■ What you have to do ■
Copy out the full article on Gen Z and transgender identification, word for word.

■ Page extract ■
══════════

Number of Gen Z People Identifying as Transgender Twice That of Millennials

The number of Gen Zers identifying as transgender is almost double the number of millennials who identify as trans, according to a survey by Gallup.

At 1.9 percent, Generation Z—those who were born between 1997 and 2004—has the highest percentage of people who say they identify as trans among all previous three generations.

Among millennials, 1.0 percent identify as trans, while among Generation X—those born between 1965 and 1980—and baby boomers—born between 1946 and 1964—this number plunges to 0.3 and 0.2, respectively. Among the Silent Generation—born between 1928 and 1945—those identifying as trans are less than 0.05 percent.

The two younger generations—Gen Z and millennials—have been driving the recent change in the recognition and growth of LGBTQ+ identities, with the number of American adults who identify as lesbian, gay, bisexual, trans or other nonheterosexual identities doubling in the past 10 years, according to Gallup.

But it's Gen Z that's really embracing this change. While Gallup's 2022 survey found that 7.2 percent of U.S. adults identify as members of the LGBTQ+ community, the number goes up to 19.7 percent among Gen Zers. Among millennials, by comparison, 11.2 percent identify as lesbian, gay, bisexual, transgender or other.

══════════

Dataset entries
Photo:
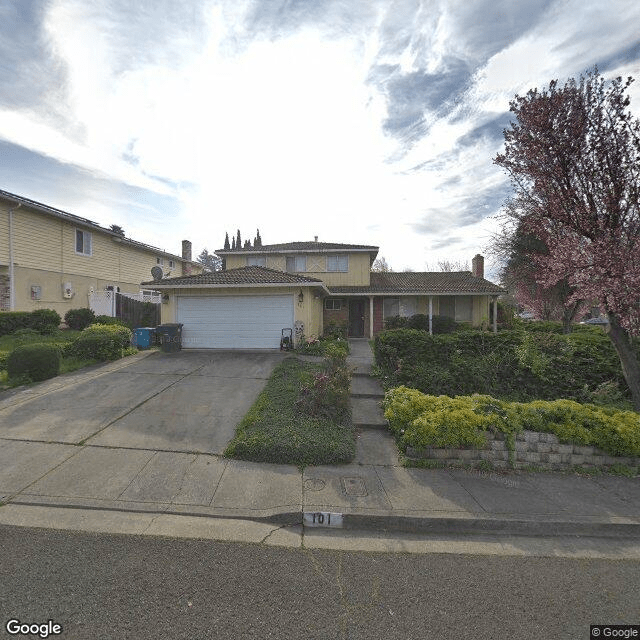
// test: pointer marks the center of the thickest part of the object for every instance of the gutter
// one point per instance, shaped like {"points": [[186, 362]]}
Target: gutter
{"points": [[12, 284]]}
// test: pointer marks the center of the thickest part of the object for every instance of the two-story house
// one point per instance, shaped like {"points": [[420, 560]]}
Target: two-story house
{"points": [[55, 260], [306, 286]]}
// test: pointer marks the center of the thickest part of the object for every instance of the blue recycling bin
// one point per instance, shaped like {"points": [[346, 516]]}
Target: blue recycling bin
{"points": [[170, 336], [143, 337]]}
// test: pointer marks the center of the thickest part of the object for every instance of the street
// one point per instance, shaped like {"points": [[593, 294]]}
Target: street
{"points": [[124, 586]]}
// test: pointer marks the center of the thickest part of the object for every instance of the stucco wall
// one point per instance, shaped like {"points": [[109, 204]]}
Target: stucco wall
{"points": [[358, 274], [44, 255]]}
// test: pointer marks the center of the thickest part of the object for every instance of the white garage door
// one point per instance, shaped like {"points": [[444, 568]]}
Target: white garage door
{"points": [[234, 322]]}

══════════

■ Answer box ■
Number of Gen Z People Identifying as Transgender Twice That of Millennials

The number of Gen Zers identifying as transgender is almost double the number of millennials who identify as trans, according to a survey by Gallup.

At 1.9 percent, Generation Z—those who were born between 1997 and 2004—has the highest percentage of people who say they identify as trans among all previous three generations.

Among millennials, 1.0 percent identify as trans, while among Generation X—those born between 1965 and 1980—and baby boomers—born between 1946 and 1964—this number plunges to 0.3 and 0.2, respectively. Among the Silent Generation—born between 1928 and 1945—those identifying as trans are less than 0.05 percent.

The two younger generations—Gen Z and millennials—have been driving the recent change in the recognition and growth of LGBTQ+ identities, with the number of American adults who identify as lesbian, gay, bisexual, trans or other nonheterosexual identities doubling in the past 10 years, according to Gallup.

But it's Gen Z that's really embracing this change. While Gallup's 2022 survey found that 7.2 percent of U.S. adults identify as members of the LGBTQ+ community, the number goes up to 19.7 percent among Gen Zers. Among millennials, by comparison, 11.2 percent identify as lesbian, gay, bisexual, transgender or other.